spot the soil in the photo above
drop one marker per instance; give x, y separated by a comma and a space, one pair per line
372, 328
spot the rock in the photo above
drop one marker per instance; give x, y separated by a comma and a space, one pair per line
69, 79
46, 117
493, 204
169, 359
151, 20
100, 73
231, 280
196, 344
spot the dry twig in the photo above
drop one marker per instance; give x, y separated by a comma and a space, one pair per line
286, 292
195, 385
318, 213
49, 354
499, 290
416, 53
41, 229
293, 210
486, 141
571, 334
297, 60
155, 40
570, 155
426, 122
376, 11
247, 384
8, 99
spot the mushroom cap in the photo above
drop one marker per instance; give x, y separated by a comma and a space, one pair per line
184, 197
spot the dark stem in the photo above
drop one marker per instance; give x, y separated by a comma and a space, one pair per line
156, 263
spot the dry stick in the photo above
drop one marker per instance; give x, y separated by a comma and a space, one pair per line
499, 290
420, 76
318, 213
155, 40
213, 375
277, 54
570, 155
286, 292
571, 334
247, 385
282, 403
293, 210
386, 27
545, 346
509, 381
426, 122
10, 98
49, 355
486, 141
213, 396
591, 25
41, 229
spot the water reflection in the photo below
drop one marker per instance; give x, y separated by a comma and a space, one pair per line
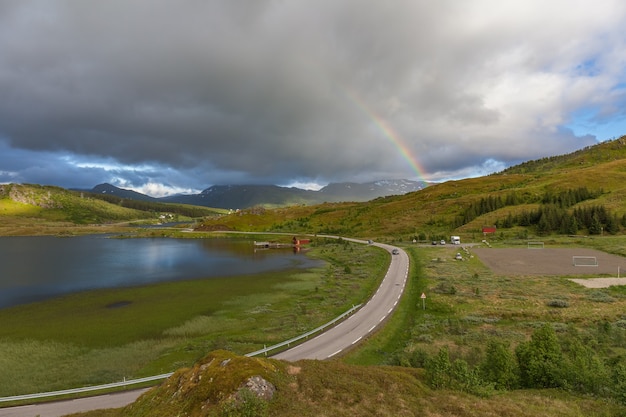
35, 268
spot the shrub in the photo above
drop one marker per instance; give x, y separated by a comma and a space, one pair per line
558, 303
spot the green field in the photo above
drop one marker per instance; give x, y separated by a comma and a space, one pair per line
104, 336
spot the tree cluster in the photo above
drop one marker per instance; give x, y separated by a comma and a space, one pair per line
568, 362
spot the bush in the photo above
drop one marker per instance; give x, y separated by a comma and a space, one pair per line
558, 303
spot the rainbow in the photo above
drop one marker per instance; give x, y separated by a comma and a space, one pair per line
388, 132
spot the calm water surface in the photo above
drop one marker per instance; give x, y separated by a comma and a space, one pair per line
37, 268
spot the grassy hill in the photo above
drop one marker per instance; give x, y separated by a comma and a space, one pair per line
34, 209
442, 209
223, 384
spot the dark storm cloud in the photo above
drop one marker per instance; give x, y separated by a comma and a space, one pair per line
206, 92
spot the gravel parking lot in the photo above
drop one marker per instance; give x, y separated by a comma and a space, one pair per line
554, 261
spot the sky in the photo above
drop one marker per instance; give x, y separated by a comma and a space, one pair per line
174, 96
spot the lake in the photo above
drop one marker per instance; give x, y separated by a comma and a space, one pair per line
37, 268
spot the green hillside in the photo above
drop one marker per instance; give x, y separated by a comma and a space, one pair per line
35, 209
463, 207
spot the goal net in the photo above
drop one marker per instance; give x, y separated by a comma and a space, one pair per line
584, 261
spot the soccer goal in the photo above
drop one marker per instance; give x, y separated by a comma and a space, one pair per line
584, 261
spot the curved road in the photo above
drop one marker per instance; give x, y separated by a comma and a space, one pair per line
332, 342
358, 326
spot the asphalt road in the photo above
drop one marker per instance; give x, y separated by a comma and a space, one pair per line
332, 342
358, 326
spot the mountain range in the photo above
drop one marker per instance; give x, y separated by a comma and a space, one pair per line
245, 196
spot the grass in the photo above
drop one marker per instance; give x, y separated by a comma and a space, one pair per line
468, 305
107, 335
331, 388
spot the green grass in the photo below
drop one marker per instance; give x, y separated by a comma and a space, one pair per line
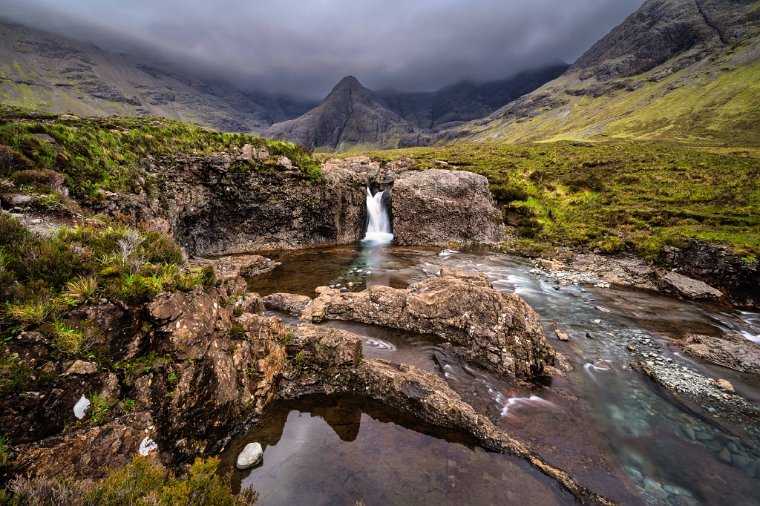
710, 103
614, 196
40, 277
103, 153
141, 482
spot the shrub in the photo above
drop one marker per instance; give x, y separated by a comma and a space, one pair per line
100, 409
43, 178
14, 375
28, 314
81, 289
5, 452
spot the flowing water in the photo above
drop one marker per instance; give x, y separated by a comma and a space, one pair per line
379, 223
609, 426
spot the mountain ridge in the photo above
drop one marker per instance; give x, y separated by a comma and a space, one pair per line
41, 70
675, 70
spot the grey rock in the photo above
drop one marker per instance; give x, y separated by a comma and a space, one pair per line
437, 207
495, 329
251, 455
287, 302
690, 288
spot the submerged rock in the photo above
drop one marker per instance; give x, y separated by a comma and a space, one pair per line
287, 302
730, 350
494, 329
85, 453
690, 288
251, 455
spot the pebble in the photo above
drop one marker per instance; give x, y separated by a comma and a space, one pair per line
251, 455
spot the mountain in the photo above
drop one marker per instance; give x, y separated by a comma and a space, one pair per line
41, 70
466, 100
675, 70
349, 116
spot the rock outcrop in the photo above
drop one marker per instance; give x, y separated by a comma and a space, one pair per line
328, 361
689, 288
731, 350
718, 266
494, 329
438, 207
220, 204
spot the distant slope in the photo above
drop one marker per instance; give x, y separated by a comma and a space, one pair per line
41, 70
349, 116
464, 101
675, 70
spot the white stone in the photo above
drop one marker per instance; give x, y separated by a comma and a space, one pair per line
147, 446
81, 407
250, 456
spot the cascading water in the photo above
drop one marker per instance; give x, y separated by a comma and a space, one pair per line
379, 225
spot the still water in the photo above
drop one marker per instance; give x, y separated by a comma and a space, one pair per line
610, 427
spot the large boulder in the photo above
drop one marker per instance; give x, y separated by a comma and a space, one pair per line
689, 288
495, 329
438, 207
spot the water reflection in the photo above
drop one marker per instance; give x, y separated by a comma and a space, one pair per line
607, 425
342, 450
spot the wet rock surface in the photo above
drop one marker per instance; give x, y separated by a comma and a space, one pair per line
287, 302
328, 361
438, 207
730, 350
495, 329
689, 288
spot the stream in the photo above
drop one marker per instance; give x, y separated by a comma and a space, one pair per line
609, 426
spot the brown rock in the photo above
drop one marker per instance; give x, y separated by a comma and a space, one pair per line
437, 207
86, 453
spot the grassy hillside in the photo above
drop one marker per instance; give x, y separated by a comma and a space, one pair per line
703, 94
95, 154
715, 108
634, 196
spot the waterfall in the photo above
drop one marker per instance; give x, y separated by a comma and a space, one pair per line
379, 225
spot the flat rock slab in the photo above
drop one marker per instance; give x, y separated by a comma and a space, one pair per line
497, 330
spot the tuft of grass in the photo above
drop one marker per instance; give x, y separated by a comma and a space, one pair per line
14, 375
141, 482
81, 289
100, 409
67, 339
28, 314
5, 452
97, 154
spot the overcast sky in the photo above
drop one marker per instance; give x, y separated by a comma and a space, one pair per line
303, 47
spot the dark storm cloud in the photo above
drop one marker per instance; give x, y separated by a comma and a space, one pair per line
304, 47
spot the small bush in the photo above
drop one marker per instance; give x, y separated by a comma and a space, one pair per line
82, 289
5, 452
67, 339
42, 178
14, 375
28, 314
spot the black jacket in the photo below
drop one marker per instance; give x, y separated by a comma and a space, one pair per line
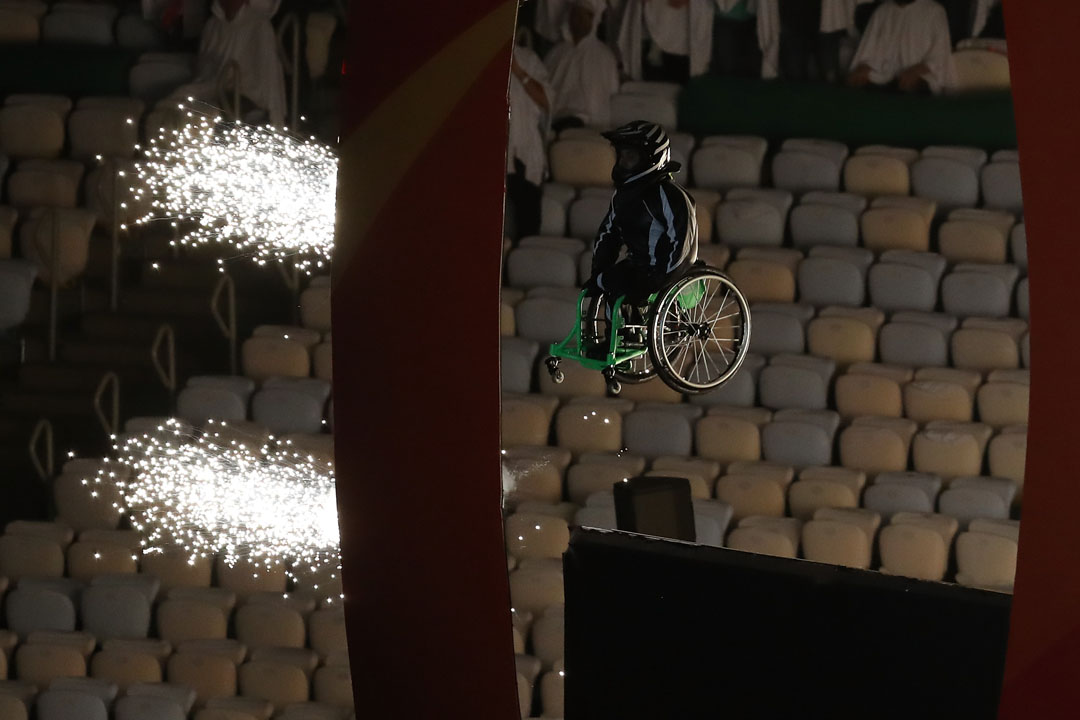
655, 218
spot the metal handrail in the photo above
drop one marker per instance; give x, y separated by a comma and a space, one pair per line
110, 423
115, 260
292, 64
230, 73
291, 274
54, 287
166, 370
46, 469
227, 323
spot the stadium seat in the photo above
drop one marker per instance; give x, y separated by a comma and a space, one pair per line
264, 357
531, 535
69, 229
900, 286
1007, 454
30, 131
859, 394
753, 217
49, 182
210, 676
125, 667
1001, 189
986, 560
535, 267
265, 625
105, 132
1017, 246
41, 664
914, 344
29, 610
177, 569
582, 162
836, 543
876, 175
875, 447
626, 107
913, 552
116, 611
948, 181
814, 223
726, 162
1003, 402
825, 281
894, 228
974, 291
984, 349
845, 340
29, 556
190, 620
727, 439
790, 386
16, 282
971, 497
285, 409
796, 443
750, 494
655, 433
927, 399
802, 171
806, 497
545, 320
70, 705
594, 428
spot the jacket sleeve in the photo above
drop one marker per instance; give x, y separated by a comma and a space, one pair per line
607, 245
669, 228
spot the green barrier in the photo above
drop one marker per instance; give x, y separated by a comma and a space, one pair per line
775, 110
65, 69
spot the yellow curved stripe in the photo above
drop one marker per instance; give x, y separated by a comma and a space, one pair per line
380, 151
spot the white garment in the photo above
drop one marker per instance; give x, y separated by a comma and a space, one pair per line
900, 37
583, 77
697, 35
669, 27
982, 13
550, 17
251, 41
528, 122
835, 15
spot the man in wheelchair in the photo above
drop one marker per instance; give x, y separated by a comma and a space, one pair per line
652, 217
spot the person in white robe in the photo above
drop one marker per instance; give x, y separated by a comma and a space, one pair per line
680, 32
241, 31
583, 71
837, 16
906, 42
530, 95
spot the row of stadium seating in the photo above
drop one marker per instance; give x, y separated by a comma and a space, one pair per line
198, 635
29, 22
952, 176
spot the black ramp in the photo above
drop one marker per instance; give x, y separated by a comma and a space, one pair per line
666, 629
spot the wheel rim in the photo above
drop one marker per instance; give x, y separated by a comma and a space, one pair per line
701, 343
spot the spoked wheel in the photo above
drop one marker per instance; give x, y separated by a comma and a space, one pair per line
699, 331
634, 370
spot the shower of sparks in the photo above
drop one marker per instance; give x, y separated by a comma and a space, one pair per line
270, 505
262, 191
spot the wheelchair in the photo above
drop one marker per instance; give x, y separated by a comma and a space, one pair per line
694, 337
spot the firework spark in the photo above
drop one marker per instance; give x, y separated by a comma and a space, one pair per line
267, 193
268, 505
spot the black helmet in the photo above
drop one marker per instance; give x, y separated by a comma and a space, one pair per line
653, 145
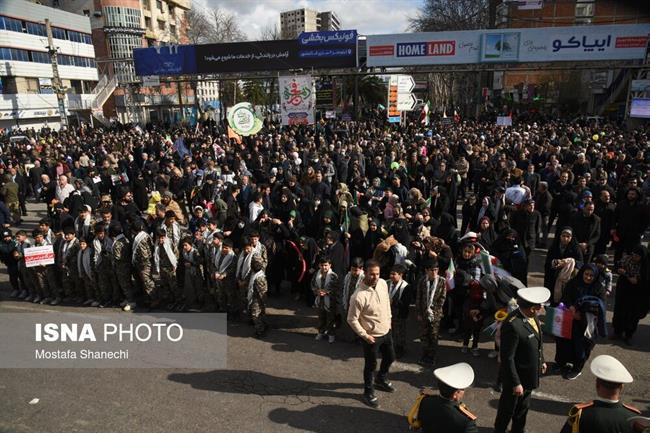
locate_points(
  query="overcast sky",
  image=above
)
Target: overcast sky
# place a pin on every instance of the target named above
(366, 16)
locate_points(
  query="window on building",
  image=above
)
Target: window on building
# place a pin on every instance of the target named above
(35, 29)
(30, 85)
(40, 57)
(9, 85)
(122, 17)
(14, 25)
(58, 33)
(64, 60)
(14, 54)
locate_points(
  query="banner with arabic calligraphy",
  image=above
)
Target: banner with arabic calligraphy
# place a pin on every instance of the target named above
(272, 55)
(297, 99)
(551, 44)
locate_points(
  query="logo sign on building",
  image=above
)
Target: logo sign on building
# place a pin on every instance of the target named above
(297, 100)
(242, 119)
(640, 86)
(578, 43)
(39, 256)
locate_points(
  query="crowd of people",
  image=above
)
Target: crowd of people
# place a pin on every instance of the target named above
(449, 215)
(197, 219)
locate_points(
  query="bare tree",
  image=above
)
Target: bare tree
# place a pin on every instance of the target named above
(270, 32)
(211, 26)
(445, 15)
(450, 90)
(198, 29)
(226, 27)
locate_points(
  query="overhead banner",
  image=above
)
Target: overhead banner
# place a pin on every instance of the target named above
(550, 44)
(297, 100)
(311, 50)
(165, 60)
(325, 93)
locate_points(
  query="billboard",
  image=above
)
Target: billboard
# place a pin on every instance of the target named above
(310, 50)
(165, 60)
(552, 44)
(640, 107)
(297, 100)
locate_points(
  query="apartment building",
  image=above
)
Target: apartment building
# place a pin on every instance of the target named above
(28, 98)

------------------------------------------------------------------------

▶ **TASK GOAL**
Beginning with the line above that contains "spot the water reflection in the photo below" and finishing with the line that contains "spot the tree cluster in the photo above", print those lines exactly and only. Skip all pictures.

▶ **RESPONSE BOX**
spot the water reflection in the photo below
drop one marker per instance; give x, y separated by a comma and a space, one pair per line
35, 268
spot the shrub in the photo above
drop one marker per instance; give x, y separated by a comma and a space, one pair per line
558, 303
spot the green field in the photo above
drop one marker per instance; give x, y separated by a comma and a space, one pair per line
104, 336
spot the tree cluster in the photo above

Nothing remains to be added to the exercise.